> [Trecho citado]
────────────────────

Apesar do horário desfavorável, as atrações ampliaram a audiência do canal, lhe garantindo a liderança da audiência da TV paga em sua faixa de horário, informa o ranking da PayTV.
A conquista do mercado brasileiro pela Turquia
As primeiras novelas turcas exibidas no Brasil foram os melodramas Mil e Uma Noites (Binbir Gece) e Fatmagül, exibidas na Band entre 2015 e 2016, fizeram um sucesso e espalharam a fama dos enredos turcos pelas redes sociais. Na Netflix, produções do país, como O Último Guardião e 50 m², confirmam o sucesso da teledramaturgia turca.
Segundo a pesquisadora Gabrielle Ferreira, que estuda o consumo de teledramaturgia estrangeira na América Latina na Universidade Federal do Paraná (UFPR), a Globo acerta em anunciar Fatmagül, apesar da novela já ter sido exibida em TV aberta.
“Fatmagül oferece um melodrama em volta de um tema pesado, que é a violência contra a mulher, mas com outra abordagem, considerada conservadora em um sentido estilístico e social. A trama ficou muito famosa e ainda é muito buscada pelos fãs em ‘meios alternativos’.”
De acordo com Ferreira, o público que vê novelas turcas na TV é composto majoritariamente por mulheres escolarizadas, católicas e evangélicas, a partir dos 40 anos, e que estão dispostas a pagar por conteúdo, mas que carecem da atenção das emissoras.

────────────────────

> [Trechos de um conjunto de dados de marcação de pontos]
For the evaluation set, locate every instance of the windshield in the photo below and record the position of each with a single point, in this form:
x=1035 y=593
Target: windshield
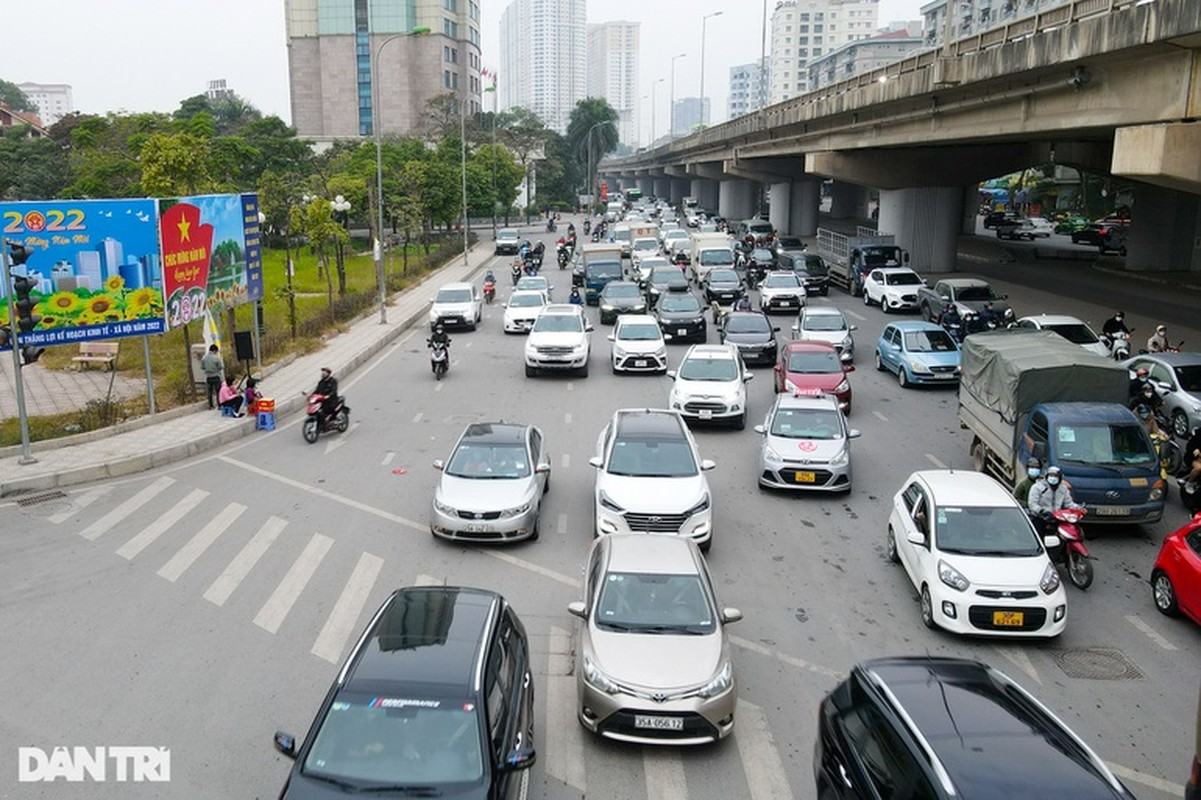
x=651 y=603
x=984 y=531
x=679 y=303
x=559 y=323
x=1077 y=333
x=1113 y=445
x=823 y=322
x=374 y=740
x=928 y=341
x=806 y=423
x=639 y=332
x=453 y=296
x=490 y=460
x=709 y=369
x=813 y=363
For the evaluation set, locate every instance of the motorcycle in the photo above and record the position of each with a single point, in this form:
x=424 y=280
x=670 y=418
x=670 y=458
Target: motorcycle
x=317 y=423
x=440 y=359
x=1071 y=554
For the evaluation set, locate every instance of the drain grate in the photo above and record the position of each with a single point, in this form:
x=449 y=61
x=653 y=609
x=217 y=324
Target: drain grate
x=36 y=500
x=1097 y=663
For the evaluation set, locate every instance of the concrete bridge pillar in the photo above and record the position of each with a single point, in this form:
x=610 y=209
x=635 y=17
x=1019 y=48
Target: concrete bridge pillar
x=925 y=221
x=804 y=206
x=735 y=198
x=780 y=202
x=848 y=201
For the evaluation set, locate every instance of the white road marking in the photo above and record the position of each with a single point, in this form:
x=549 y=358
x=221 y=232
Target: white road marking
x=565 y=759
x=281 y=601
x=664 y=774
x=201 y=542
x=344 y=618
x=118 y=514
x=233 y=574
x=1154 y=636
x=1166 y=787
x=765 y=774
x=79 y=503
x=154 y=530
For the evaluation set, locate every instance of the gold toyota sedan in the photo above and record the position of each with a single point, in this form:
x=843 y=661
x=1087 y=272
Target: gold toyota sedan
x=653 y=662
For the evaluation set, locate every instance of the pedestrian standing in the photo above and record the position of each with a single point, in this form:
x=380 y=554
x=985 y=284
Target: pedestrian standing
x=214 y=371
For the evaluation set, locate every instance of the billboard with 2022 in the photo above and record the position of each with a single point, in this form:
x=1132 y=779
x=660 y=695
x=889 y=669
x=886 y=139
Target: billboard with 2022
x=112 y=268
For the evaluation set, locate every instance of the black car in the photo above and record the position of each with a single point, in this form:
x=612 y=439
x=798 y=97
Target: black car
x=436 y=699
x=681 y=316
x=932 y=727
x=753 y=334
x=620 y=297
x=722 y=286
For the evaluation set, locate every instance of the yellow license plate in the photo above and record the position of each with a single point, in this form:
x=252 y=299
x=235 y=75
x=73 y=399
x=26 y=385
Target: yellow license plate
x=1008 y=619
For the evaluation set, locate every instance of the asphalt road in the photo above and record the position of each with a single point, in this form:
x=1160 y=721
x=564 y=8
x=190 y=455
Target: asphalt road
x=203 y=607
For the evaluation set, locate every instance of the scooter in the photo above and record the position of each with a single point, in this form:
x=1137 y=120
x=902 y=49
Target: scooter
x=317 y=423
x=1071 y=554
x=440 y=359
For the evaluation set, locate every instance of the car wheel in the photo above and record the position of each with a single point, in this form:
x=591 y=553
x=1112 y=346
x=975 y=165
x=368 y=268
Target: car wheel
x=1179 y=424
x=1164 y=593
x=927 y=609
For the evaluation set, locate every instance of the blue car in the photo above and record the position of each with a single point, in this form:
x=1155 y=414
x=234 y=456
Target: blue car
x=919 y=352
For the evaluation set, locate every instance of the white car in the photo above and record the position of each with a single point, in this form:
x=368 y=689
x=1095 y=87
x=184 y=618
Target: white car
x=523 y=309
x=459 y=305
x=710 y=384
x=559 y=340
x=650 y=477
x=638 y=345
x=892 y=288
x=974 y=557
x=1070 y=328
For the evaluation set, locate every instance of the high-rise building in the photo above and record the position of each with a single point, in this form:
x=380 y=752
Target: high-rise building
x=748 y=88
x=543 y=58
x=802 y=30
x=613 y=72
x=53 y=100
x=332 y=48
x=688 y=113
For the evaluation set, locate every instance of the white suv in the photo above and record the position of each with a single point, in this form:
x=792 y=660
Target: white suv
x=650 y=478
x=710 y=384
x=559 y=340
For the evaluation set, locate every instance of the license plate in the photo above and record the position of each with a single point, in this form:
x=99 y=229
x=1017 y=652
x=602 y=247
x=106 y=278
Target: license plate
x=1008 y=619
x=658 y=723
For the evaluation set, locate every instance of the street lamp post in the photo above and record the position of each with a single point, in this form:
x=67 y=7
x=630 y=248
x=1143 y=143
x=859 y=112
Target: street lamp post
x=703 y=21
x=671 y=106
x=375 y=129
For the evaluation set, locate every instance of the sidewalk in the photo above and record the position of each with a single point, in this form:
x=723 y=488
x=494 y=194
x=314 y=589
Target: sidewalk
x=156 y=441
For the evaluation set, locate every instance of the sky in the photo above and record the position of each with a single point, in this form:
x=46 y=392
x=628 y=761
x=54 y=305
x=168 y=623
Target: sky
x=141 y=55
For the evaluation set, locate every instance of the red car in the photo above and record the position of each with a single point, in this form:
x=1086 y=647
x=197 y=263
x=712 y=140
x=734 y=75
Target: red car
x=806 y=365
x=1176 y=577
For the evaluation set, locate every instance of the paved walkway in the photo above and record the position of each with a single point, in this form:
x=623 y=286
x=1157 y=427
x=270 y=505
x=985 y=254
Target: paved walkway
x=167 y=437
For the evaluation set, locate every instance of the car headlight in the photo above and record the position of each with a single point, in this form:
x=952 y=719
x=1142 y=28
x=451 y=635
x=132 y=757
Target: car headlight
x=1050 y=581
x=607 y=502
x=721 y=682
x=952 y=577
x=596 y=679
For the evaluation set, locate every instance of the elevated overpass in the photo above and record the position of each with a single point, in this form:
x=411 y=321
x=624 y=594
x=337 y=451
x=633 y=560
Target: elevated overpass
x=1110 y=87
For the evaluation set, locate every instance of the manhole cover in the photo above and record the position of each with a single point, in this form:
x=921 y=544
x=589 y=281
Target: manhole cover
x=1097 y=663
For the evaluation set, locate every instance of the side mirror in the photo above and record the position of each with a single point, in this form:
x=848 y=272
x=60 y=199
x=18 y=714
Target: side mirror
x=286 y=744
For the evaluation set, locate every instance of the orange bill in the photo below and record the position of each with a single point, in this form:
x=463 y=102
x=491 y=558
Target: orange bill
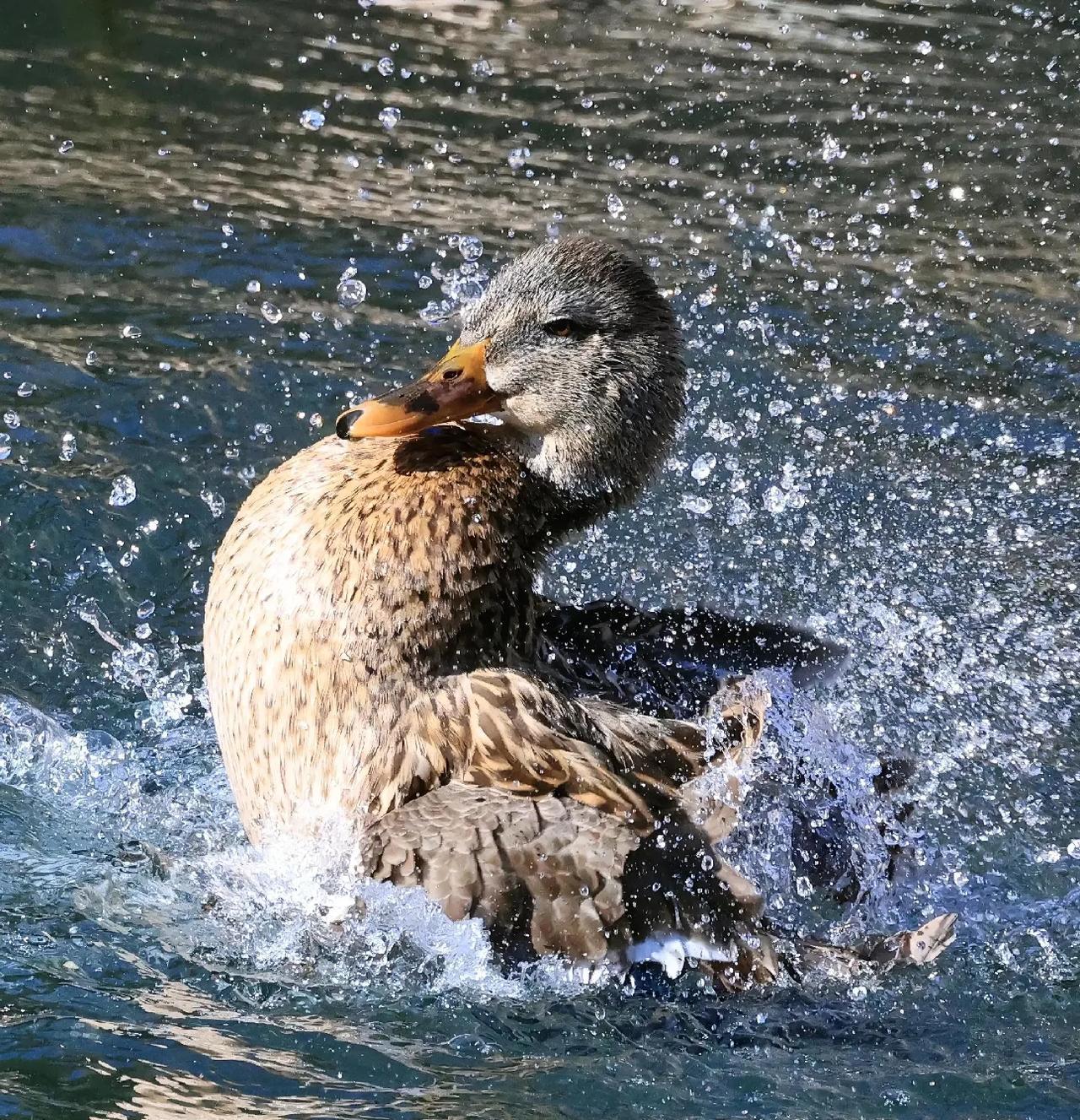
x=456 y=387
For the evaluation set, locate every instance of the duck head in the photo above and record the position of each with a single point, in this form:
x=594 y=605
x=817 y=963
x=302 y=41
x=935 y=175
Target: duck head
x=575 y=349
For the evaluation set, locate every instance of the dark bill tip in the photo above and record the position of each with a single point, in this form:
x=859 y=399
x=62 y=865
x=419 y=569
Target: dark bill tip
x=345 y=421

────────────────────

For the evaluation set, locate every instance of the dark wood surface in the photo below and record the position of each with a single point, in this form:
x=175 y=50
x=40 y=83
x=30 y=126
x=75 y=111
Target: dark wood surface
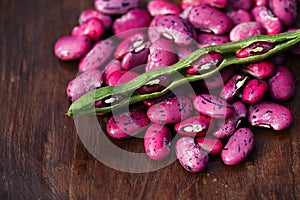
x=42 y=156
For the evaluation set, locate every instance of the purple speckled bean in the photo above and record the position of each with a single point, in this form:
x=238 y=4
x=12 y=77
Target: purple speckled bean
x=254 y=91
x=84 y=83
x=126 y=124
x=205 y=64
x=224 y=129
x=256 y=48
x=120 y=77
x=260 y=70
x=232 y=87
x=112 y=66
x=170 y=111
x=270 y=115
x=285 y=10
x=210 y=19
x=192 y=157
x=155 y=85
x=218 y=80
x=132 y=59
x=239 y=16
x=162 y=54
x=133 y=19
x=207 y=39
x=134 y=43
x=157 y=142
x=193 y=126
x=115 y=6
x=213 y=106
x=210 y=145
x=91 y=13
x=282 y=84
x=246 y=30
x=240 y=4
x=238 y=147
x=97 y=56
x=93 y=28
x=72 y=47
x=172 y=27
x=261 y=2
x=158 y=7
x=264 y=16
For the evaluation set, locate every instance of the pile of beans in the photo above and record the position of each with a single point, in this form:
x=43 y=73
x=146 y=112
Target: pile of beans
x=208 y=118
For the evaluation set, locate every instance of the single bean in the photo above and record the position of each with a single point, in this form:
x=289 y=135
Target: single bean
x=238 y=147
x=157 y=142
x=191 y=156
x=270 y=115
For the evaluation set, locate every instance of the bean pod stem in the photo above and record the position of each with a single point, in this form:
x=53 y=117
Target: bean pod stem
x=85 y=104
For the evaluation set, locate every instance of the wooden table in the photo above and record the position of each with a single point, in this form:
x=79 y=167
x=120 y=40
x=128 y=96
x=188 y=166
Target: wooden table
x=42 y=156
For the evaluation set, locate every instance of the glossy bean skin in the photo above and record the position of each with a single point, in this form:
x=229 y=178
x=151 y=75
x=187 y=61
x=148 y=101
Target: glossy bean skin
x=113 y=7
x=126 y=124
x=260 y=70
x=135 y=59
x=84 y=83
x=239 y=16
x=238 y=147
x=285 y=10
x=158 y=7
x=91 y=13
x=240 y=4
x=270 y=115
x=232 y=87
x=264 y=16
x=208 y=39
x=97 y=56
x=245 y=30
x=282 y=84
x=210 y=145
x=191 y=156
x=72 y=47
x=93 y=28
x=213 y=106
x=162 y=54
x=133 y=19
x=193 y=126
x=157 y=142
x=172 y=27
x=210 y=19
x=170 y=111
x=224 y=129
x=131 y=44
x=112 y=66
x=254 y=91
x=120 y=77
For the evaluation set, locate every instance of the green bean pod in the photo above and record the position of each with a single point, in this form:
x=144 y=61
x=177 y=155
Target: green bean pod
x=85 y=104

────────────────────

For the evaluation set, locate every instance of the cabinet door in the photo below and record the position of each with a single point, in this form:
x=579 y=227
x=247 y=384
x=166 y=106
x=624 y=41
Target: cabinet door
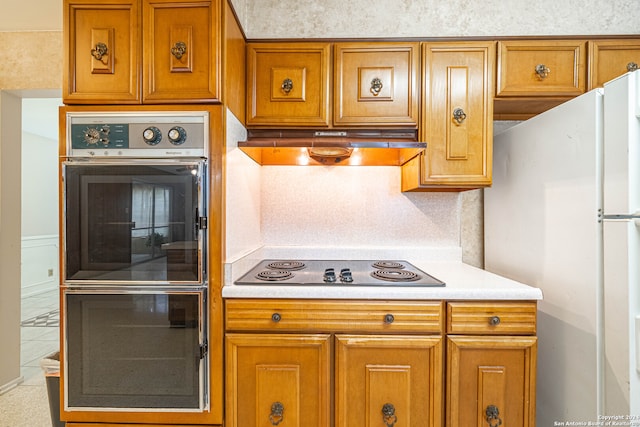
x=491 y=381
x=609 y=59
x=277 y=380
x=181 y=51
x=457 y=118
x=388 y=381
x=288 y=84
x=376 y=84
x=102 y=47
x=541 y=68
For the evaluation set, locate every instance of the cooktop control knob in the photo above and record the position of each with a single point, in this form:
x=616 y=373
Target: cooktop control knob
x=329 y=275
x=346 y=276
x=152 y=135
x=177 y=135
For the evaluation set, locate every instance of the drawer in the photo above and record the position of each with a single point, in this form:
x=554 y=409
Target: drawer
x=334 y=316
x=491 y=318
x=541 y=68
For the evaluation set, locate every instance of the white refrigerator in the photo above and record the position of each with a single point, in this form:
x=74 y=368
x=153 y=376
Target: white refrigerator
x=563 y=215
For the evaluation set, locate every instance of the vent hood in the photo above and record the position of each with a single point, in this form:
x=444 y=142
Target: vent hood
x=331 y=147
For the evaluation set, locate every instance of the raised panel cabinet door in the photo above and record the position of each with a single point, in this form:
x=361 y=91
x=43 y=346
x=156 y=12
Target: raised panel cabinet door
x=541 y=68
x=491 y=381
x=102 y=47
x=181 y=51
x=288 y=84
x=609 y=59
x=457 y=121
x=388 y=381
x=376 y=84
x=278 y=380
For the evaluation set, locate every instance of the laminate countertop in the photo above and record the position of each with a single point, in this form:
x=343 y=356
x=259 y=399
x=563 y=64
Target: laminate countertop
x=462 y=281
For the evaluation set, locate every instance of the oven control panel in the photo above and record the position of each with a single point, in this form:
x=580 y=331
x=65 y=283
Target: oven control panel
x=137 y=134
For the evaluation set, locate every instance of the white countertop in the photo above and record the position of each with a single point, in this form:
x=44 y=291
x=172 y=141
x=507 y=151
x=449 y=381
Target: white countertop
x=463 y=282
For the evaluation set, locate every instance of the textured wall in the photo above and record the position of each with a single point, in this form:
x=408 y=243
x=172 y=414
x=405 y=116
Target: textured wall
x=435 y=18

────────────────────

> [O que fazer] Transcreva sem alterações uma parte do texto sobre as novelas turcas no Brasil. Comece nas palavras "Apesar do horário" e pare depois de "em TV aberta.".

> [Resposta da tarefa]
Apesar do horário desfavorável, as atrações ampliaram a audiência do canal, lhe garantindo a liderança da audiência da TV paga em sua faixa de horário, informa o ranking da PayTV.
A conquista do mercado brasileiro pela Turquia
As primeiras novelas turcas exibidas no Brasil foram os melodramas Mil e Uma Noites (Binbir Gece) e Fatmagül, exibidas na Band entre 2015 e 2016, fizeram um sucesso e espalharam a fama dos enredos turcos pelas redes sociais. Na Netflix, produções do país, como O Último Guardião e 50 m², confirmam o sucesso da teledramaturgia turca.
Segundo a pesquisadora Gabrielle Ferreira, que estuda o consumo de teledramaturgia estrangeira na América Latina na Universidade Federal do Paraná (UFPR), a Globo acerta em anunciar Fatmagül, apesar da novela já ter sido exibida em TV aberta.